> [What you will do]:
1 – In the story about Rosaria's shoes, why did the grandfather have his eldest son answer the letter instead of writing back himself? Answer in one to three sentences.
2 – Please resume the story about Rosaria's shoes, picking up right after its final sentence.

Shortly after the end of World War II, one of my grandfather's brothers sent a letter to him describing impoverished conditions in Southern Italy and asking if my grandfather would send a decent pair of shoes for his daughter Rosaria. My grandfather had left the port of Naples on a New York-bound steamer decades earlier, in 1905, and as far as his relatives knew, he had been living the American dream ever since. In truth, he too was struggling to get by, but his pride would not allow him to admit this to the family he had left behind. Instead, he asked his eldest son (my father) to respond.
My father good-naturedly took on the task. He wrote a letter in Italian, explaining that shoe sizes in the United States were different, and that someone should draw an outline of Rosaria's foot on paper and send it back to him. When he knew what American size to buy for her, he would happily do so. Simple. He did not treat it like a big favor. Soon he would be shipping her a brand new pair of shoes.
I know this because Rosaria (who is now in her 80s) kept the letter and showed it to me many years later when I first came to visit, a trip that neither my grandfather or my father was ever able to make. Speaking in Italian with someone translating, Rosaria told the story and placed the long-cherished letter in my hands. There in blue ink was my own dear father's familiar penmanship, and it felt as if he were in the room with us, a full-circle kind of moment, with tears and hugs.

> [Dataset]:
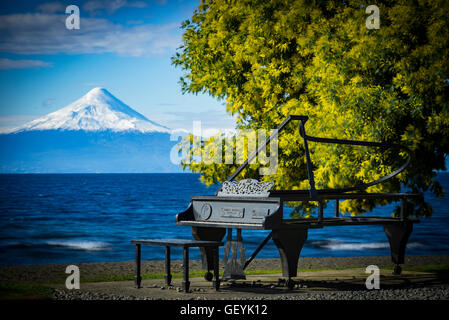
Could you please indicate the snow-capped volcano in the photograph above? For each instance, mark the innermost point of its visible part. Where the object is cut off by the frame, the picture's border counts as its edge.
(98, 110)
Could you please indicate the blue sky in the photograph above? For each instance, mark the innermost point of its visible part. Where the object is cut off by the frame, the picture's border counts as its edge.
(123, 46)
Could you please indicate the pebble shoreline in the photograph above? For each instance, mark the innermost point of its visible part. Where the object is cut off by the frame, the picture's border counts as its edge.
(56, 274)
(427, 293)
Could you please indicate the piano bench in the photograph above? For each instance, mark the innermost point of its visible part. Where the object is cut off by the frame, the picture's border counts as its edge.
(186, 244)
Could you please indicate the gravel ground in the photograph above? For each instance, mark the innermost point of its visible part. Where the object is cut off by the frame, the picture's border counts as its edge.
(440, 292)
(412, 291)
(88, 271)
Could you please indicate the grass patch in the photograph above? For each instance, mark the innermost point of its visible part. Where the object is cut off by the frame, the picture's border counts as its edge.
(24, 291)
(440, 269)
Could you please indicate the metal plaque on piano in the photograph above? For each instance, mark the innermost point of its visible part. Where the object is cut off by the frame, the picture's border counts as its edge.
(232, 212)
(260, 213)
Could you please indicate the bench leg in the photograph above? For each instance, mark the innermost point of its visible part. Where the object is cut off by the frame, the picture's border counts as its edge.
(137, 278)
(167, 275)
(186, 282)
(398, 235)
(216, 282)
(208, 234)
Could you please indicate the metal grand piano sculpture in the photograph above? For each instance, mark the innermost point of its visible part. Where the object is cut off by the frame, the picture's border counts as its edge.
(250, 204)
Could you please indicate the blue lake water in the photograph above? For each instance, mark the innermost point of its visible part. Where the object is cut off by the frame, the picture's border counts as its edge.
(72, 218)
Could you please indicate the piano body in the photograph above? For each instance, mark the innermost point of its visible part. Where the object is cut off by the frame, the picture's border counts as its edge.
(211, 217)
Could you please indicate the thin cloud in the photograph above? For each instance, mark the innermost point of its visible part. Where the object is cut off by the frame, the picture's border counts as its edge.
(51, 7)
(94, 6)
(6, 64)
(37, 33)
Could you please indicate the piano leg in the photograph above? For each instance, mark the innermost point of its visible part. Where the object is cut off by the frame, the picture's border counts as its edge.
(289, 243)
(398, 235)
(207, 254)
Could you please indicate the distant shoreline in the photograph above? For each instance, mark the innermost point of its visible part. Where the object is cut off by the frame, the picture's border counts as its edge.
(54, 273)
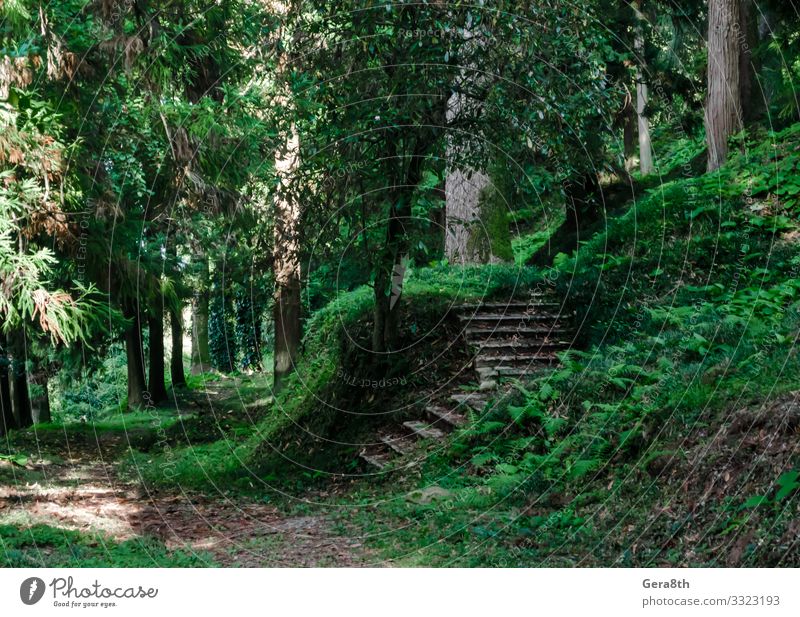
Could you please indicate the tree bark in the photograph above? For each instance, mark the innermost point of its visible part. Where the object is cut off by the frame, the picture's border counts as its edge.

...

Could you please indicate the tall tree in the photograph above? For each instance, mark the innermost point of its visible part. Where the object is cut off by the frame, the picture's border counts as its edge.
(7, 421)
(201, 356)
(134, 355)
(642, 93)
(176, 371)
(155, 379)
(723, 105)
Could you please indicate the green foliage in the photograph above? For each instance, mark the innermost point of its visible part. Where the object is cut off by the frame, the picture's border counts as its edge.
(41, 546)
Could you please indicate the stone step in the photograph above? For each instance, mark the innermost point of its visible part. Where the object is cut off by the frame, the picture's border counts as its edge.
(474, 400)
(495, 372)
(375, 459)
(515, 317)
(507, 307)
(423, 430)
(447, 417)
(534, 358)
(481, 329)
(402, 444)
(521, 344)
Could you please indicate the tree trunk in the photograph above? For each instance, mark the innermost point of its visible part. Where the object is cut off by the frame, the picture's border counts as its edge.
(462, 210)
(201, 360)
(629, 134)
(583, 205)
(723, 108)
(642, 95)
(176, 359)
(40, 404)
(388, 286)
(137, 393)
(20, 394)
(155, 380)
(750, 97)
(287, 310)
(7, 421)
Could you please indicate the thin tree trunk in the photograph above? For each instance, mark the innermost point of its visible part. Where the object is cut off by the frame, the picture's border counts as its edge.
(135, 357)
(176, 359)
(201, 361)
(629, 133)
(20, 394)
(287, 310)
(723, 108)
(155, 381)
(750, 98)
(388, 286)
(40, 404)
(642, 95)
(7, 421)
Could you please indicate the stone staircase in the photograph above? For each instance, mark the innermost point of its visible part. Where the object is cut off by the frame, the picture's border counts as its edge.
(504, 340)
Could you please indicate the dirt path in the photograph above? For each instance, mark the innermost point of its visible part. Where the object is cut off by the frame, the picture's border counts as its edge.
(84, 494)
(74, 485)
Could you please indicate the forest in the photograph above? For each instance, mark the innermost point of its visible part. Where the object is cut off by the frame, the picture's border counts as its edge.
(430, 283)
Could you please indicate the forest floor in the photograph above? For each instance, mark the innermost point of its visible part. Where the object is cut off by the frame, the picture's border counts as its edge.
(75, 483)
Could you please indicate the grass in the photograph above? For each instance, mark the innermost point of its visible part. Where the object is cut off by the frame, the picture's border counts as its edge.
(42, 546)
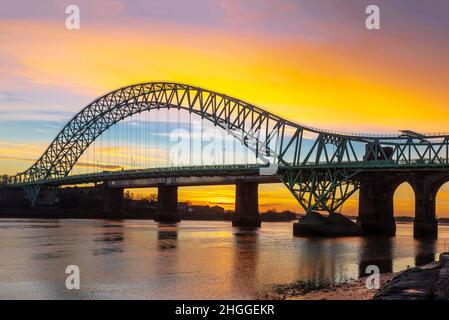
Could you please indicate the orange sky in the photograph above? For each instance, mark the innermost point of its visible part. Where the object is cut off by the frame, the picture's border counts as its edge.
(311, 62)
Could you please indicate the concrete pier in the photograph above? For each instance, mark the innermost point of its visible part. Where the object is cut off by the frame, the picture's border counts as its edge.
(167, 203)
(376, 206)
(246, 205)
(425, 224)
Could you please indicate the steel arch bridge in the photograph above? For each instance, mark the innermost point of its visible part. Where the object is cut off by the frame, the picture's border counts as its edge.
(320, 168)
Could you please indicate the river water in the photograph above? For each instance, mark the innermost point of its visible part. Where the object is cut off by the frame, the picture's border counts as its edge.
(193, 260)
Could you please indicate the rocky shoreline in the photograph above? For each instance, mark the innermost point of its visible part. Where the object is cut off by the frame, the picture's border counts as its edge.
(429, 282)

* * *

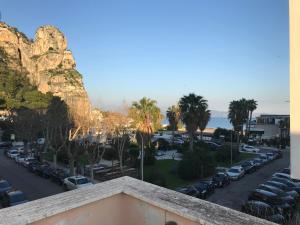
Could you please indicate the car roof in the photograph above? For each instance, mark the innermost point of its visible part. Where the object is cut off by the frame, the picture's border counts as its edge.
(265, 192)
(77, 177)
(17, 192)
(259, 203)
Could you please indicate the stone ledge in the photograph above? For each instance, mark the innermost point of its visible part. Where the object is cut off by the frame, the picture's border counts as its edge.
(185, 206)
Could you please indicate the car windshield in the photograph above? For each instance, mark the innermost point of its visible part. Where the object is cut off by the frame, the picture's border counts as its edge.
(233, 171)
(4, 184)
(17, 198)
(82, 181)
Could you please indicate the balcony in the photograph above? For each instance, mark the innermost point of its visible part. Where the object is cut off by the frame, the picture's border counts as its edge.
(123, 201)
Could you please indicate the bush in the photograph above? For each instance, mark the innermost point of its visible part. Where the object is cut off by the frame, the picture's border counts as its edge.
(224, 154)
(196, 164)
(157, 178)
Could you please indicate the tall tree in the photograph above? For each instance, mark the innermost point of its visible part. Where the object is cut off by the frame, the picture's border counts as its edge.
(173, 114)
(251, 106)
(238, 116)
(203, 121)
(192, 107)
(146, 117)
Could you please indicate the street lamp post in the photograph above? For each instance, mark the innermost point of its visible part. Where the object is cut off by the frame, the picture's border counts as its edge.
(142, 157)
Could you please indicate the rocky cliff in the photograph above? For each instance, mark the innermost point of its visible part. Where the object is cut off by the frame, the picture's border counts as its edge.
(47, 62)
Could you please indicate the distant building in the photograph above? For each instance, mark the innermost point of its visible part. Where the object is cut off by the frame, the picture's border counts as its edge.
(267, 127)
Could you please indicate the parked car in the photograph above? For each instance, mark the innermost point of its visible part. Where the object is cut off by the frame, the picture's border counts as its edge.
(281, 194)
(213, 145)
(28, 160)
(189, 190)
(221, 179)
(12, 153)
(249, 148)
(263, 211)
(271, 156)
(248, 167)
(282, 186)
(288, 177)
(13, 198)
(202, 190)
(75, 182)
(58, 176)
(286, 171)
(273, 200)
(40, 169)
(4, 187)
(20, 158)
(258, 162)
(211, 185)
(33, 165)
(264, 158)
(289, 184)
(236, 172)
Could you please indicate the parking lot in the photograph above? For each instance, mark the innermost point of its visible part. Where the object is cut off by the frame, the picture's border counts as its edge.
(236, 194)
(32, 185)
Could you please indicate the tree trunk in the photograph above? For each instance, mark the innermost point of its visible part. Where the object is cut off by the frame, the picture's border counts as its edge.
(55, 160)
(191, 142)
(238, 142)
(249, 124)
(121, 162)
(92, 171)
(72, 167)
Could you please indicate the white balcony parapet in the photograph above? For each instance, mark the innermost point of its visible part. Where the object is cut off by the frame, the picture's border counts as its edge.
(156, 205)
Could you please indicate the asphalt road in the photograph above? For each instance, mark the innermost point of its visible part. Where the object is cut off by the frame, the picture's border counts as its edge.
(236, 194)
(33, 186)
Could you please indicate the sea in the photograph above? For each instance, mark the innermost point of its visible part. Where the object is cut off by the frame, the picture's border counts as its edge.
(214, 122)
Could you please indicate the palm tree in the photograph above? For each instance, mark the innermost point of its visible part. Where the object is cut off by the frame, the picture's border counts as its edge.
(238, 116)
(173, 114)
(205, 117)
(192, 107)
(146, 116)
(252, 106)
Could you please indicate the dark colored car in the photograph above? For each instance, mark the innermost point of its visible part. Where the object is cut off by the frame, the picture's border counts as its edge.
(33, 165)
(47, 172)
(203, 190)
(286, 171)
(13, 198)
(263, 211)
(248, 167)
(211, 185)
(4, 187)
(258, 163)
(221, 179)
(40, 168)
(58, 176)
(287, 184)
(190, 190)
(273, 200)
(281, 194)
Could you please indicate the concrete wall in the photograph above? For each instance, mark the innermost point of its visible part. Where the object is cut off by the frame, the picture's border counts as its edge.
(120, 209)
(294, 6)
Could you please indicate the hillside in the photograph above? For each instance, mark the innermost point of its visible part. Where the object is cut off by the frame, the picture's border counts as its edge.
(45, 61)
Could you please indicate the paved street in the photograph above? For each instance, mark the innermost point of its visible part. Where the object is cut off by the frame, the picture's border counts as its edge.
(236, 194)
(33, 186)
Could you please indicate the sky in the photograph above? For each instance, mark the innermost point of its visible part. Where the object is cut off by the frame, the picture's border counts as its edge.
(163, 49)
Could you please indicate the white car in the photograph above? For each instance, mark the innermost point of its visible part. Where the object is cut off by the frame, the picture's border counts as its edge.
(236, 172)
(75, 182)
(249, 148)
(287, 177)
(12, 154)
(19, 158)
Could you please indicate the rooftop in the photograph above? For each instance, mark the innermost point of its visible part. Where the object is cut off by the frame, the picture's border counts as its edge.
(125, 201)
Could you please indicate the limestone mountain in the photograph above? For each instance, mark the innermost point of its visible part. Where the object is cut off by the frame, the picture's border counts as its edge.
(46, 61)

> [Replies]:
1 – The grandfather was struggling to get by himself, and his pride would not let him admit this to the family he had left behind. His relatives believed he had been living the American dream since leaving Naples in 1905.

2 –
Fast forward another thirty years, and I was again in Italy. This time my young cousin Luca appeared to have been assigned the job of showing me around, a duty which he dispatched with humor and patience. One morning he took me along as he made his rounds of various properties he manages in Scafati, and then we stopped at a little sandal and shoemaker shop called Mastrogio, where his friend is a master craftsman. The concept was to choose a style, customize with whatever ornaments appealed to you, and have it specifically fit and made for your foot. The shelves were stocked with soft colorful moccasins and samples of sandals suitable for goddesses. Behind the counter were supplies and equipment, and on the wall a clock and crucifix. It was the setting in which a true artisan worked, and it smelled of good leather.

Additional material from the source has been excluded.